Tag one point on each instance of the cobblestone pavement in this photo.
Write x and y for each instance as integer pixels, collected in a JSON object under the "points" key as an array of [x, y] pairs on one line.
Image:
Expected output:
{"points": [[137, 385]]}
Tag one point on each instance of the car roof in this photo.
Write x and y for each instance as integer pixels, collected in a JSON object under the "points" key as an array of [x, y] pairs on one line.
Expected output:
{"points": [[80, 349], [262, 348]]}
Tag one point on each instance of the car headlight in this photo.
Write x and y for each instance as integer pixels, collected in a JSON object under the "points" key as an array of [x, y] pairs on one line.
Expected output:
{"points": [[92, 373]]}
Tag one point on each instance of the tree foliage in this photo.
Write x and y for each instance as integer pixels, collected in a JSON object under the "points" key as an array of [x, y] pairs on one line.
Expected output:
◆ ◆ ◆ ◆
**THE REQUEST**
Reproduce verbatim the lines from the one containing "Tag one point on each instance of the tree" through the final line above, including both ends.

**WRITTEN SOLUTION**
Tag one point on each instance of the tree foliage in this photo.
Write x and y for each instance as integer pixels, collected in a JSON object under the "points" key as an array of [x, y] pairs on one line.
Expected output:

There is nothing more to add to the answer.